WHAT YOU WILL DO: Output, word for word, the portion of the Skype outage thread below that begins with "The most credible" and ends with "likely by Joost).".

The most credible analysis is not from Skype, but from Julian Cain in a series of comments that he made to a Gigom article about the outage. Julian is lead architect at Pando and, earlier, was head of Mac development for Kazaa at Sharmen Networks. So he knows a lot about peer-to-peer networks and his work at Sharmen put him in a position to know quite a bit about the P2P technology that’s also used by Skype (and likely by Joost).
I’ve collected Julian’s comments in a single file here:
http://blogs.nmss.com/Julian_Cain_on_August_2007_Skype_Outage.doc
and other URLs relevant to Skype internals in this blog post
http://blogs.nmss.com/communications/2007/08/best-skype-cras.html
The Gonzalez resignation is a tip to the true conspiracy explanation: system taken down to install warrantless wiretapping.
This just shows the folly on setting Windows to download and install patches automatically. I’ve never done that and I never will.
Reason one: I don’t want to be in the middle of typing, playing a game, or otherwise using the machine and suddenly it just reboots by itself. Basically, setting it to install them automatically, at least, amounts to telling it to randomly and gratuitously crash every few weeks. And this story and some of its comments make clear how disruptive this can potentially be. From nonfunctioning phones to delays doing presumably time-limited exams.
Reason two: Not every so-called “critical update” is for the benefit of the user. I’d have been nailed by the evil “Windows Genuine Advantage Notifications” patch if I’d had automatic installation of updates — the notorious “critical update” that does not increase the computer owner’s security but actually decreases it, because it may cause Windows XP to suddenly decide it needs reactivation after having a false positive in trying to detect if it’s pirated. People whose windows is genuine (e.g. it came with the computer from a known manufactuter) and is treated as genuine by Windows Genuine Advantage had WGA Notifications decide it wasn’t — and then XP would require reactivating. Given that this was right around the time Vista became available as an “up”grade, the high false-positive rate and undisclosed ability to force reactivation has been considered “significant” by many. Worse, the patch when inspected at the WU site reports that it cannot be uninstalled, and of course it masquerades as a security patch for the user, when it’s a security patch for Microsoft’s cash flow and will not improve, and may in fact degrade, the security of the affected computer as determined by its rightful owner. It’s also notable that hiding it at the WU site causes a nag screen there on subsequent manual visits, as well as it periodically unhiding itself. Needless to say I have it notify me of updates, and then pick what I want to download manually, then decide when it’s convenient to actually install them and thus cause a reboot. My computer, my decision.
Of course, a nefarious patch with a completely dishonest description (e.g. the generic “fixes a problem that could allow an attacker to gain control over your computer”) won’t be as easily avoided. Even then, not automatically installing it but waiting until it’s convenient gives me at least a chance to hear horror stories start coming out about a nefarious (or even just a buggy) patch before it gets applied to my own machine.
It’s worth pointing out that not all users’ computers are equally exploited. Some are “supernodes”, which means they get used to route traffic for other users’ calls. Apparently the problem was, at least partly, to do with running short of people to use as supernodes.
I have been experimenting with online, proctored exams two times now. Both times only 2-4 computers (out of 20) downloaded a patch and rebooted *during* the exam. I would have thought that the entire lab would reboot, or that the rebooting would occur at the same time, but they were not in any way synchronized.

DATA EXTRACT:
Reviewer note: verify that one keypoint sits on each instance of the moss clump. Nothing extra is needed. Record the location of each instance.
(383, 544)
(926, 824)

WRITTEN ANSWER:
The most credible analysis is not from Skype, but from Julian Cain in a series of comments that he made to a Gigom article about the outage. Julian is lead architect at Pando and, earlier, was head of Mac development for Kazaa at Sharmen Networks. So he knows a lot about peer-to-peer networks and his work at Sharmen put him in a position to know quite a bit about the P2P technology that’s also used by Skype (and likely by Joost).